Named object pointing records:
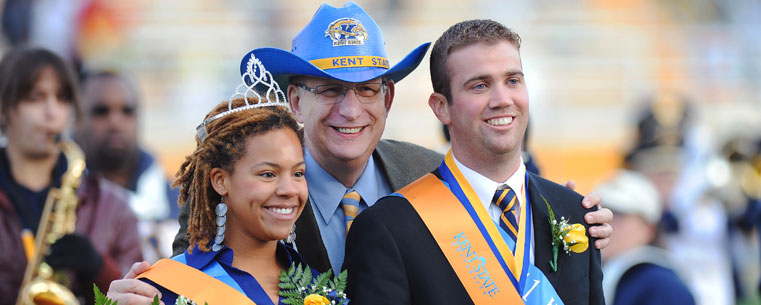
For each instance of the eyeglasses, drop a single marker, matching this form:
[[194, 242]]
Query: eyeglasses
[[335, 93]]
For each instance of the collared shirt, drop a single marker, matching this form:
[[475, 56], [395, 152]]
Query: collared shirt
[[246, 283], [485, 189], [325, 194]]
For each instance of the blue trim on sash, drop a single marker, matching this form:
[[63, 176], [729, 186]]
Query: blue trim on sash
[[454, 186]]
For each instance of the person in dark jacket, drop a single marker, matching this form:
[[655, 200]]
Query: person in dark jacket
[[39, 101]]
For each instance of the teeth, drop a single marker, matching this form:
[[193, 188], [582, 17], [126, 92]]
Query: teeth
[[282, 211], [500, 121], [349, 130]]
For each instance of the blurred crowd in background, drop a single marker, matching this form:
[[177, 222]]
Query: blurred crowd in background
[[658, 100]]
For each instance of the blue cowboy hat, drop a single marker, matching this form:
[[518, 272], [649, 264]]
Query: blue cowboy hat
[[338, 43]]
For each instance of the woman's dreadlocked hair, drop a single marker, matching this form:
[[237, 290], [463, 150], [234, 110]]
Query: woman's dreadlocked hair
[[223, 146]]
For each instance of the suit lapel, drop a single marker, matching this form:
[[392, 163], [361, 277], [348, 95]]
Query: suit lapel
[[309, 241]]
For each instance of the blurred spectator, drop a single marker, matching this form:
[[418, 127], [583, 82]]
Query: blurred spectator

PROBLEM REQUIREMENTS:
Reproduce all of the records above, switching every occurrence of "drop a single marker" to "place one point" and keeping everything else unchanged. Omit the pictures from your answer.

FULL ANSWER:
For each instance of the eyeglasses, place one point, matching this form:
[[194, 242]]
Query: eyeglasses
[[335, 93]]
For each instance of the collared shirt, place one point, matching this form:
[[475, 56], [395, 152]]
Query: collared shirt
[[246, 283], [485, 189], [325, 194]]
For each instance of the blue trim on sash, place one point, matching this form:
[[63, 176], [729, 186]]
Query: blue trim on sash
[[454, 186]]
For each instance of the person in dark jacket, place one point, matching this form:
[[655, 200]]
Query: person in dark jacket
[[39, 101]]
For each instance of the teeth, place one point, matching this form:
[[193, 188], [582, 17], [126, 92]]
Query: teeth
[[282, 211], [500, 121], [349, 130]]
For each instance of the blurred crowd in background, place one point, matching this form:
[[177, 222]]
Query: blurred crowd in background
[[658, 100]]
For each instance of the blue cowboy hat, place one point, matching this form:
[[518, 272], [649, 264]]
Query: blue cowboy hat
[[338, 43]]
For each instance of the woman's dreadlocked hair, place one point, matching this form:
[[237, 290], [463, 150], [234, 110]]
Query: woman's dreadlocked hair
[[223, 146]]
For each instance of the suit lapel, place one point, matching this form:
[[392, 163], [361, 277], [348, 95]]
Query: suit lapel
[[309, 241]]
For each instance of the blurred spectator, place one point, matching this form:
[[418, 127], [583, 82]]
Query: blurred spectator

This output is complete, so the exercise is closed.